REQUIREMENTS: Filter the material below and keep only the lines that contain the word "road".

— Start TASK MATERIAL —

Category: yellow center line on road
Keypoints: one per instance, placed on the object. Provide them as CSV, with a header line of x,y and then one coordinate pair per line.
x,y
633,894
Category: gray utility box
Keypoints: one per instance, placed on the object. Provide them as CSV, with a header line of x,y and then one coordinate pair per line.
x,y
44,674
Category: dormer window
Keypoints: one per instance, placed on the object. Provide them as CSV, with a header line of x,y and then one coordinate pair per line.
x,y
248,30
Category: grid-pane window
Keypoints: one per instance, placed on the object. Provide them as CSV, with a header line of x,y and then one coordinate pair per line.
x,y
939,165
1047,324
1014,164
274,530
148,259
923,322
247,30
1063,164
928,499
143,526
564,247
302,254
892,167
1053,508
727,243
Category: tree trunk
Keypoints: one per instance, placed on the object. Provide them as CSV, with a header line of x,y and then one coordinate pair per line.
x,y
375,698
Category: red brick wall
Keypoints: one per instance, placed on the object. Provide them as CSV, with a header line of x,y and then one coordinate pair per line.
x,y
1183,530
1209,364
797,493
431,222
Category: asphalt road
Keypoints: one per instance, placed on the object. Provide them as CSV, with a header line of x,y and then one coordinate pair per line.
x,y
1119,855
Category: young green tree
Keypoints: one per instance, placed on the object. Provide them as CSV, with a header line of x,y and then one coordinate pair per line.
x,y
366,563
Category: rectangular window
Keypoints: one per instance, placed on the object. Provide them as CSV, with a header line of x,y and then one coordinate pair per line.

— End TASK MATERIAL —
— Start TASK MATERIAL —

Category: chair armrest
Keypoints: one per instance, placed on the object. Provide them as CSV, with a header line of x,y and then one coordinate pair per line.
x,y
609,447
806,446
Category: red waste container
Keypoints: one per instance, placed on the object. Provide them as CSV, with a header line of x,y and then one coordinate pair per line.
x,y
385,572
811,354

— End TASK MATERIAL —

THE RESULT:
Category: yellow center line on road
Category: asphalt road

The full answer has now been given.